_Excerpt provided_.
3. The venues we traveled to

4. The airport

5. The cleanliness of the country

 

The things I wasn’t too thrilled about:

1.The water smells like rotten eggs ( sulfur)

2. The weather is awful. All the time.

3. The price of things is waaaaaaaay ridiculous

4. You can’t go to the bathroom in a public place without having to pay.

5. it’s light out, literally and truthfully, 24 hours a day – no nightfall at all while we were there.

And now for some clarity. On the things I liked list:

The people are so friendly, they ALL speak English ( so yay!!) and they genuinely seem happy. The roads are amazing. Single lanes both ways, but not one pothole, dirt road, divet, or detour anywhere we traveled. You can see what they spend tax money on plain as day. All the places we went to visit were great! The airport was super clean,  accessible, and made sense to a foreigner ( me!). This is the cleanest country I have ever been in. No garbage, no litter, no homeless, no druggies.

Now, the negatives.

_Activity list_.
A. Copy the part of the travel post starting at "5. it’s light" and ending at "Now, the negatives.".
B. Name each item the travel post lists under "The things I wasn’t too thrilled about".
The rows that follow have no connection to the travel post.

_Data_.

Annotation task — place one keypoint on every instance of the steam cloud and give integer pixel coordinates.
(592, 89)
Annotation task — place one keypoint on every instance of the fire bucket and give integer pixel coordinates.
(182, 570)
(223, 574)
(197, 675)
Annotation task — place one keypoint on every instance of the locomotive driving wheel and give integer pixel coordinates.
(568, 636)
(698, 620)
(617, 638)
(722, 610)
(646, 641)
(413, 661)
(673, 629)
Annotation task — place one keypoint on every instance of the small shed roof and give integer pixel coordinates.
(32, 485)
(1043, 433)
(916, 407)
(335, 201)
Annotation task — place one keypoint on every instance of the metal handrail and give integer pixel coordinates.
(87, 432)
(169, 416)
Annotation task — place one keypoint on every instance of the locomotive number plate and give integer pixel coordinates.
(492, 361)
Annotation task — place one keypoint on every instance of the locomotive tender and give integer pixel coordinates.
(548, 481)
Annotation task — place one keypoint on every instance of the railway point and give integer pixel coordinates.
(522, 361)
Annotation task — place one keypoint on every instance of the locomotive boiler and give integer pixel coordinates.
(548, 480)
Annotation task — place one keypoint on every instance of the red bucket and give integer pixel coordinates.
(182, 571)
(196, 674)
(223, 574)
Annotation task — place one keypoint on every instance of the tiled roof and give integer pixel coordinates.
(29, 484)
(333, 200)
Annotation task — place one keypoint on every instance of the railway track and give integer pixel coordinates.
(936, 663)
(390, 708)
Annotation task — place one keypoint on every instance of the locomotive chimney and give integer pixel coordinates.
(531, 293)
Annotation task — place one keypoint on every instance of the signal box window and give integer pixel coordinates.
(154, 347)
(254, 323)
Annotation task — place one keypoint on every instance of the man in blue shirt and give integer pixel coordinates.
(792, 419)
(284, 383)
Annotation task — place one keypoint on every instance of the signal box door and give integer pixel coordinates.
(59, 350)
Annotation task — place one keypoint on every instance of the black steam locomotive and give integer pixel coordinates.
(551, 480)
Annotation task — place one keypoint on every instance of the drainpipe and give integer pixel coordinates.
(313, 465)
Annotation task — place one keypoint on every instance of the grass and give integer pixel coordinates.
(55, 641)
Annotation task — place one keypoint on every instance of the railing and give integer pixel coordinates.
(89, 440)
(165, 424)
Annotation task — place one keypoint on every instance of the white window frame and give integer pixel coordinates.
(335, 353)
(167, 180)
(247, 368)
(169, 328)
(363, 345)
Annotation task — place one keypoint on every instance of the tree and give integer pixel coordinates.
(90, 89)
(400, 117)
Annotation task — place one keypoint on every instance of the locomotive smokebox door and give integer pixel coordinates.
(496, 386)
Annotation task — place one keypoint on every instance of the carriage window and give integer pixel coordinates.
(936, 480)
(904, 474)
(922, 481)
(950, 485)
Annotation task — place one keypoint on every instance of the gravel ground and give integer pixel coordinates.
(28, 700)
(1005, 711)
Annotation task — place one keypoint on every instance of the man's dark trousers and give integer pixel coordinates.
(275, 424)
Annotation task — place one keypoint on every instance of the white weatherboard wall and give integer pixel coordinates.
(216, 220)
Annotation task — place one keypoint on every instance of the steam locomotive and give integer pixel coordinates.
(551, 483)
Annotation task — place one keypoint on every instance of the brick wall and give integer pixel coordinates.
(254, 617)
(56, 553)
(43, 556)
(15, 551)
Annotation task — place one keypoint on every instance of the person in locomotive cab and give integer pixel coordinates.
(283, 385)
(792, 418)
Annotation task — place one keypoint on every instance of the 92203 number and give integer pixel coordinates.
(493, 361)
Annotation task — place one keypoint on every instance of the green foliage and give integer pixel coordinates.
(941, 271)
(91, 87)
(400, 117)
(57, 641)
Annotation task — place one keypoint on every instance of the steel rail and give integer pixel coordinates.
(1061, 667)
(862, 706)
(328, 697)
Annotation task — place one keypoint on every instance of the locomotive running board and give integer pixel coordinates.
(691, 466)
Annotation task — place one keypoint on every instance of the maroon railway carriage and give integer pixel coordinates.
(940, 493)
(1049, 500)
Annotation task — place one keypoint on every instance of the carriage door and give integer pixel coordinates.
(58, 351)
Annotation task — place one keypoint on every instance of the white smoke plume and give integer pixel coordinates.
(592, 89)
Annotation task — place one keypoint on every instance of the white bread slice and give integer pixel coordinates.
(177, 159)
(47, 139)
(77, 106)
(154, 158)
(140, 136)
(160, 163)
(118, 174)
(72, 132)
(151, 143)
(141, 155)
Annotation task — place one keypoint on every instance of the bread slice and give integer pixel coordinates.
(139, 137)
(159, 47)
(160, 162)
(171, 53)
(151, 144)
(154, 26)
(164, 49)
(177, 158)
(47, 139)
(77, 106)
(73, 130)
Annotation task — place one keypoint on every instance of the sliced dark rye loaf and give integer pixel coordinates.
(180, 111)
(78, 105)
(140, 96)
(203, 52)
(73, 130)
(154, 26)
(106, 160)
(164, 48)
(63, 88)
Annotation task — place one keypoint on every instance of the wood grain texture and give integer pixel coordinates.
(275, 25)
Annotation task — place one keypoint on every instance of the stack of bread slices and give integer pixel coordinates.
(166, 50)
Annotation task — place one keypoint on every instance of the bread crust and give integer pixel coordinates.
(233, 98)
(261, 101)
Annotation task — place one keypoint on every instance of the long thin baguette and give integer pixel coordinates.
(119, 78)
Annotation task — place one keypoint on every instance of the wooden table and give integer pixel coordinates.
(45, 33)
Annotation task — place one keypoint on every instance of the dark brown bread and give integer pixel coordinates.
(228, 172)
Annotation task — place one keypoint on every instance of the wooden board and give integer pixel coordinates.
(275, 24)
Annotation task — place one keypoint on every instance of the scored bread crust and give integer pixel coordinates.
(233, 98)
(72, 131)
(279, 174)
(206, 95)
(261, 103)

_Solutions_.
A.
5. it’s light out, literally and truthfully, 24 hours a day – no nightfall at all while we were there.

And now for some clarity. On the things I liked list:

The people are so friendly, they ALL speak English ( so yay!!) and they genuinely seem happy. The roads are amazing. Single lanes both ways, but not one pothole, dirt road, divet, or detour anywhere we traveled. You can see what they spend tax money on plain as day. All the places we went to visit were great! The airport was super clean,  accessible, and made sense to a foreigner ( me!). This is the cleanest country I have ever been in. No garbage, no litter, no homeless, no druggies.

Now, the negatives.

B.
1. The water smells like rotten eggs (sulfur).
2. The weather is awful all the time.
3. Prices are ridiculously high.
4. You have to pay to use a bathroom in a public place.
5. It's light out 24 hours a day, with no nightfall during the stay.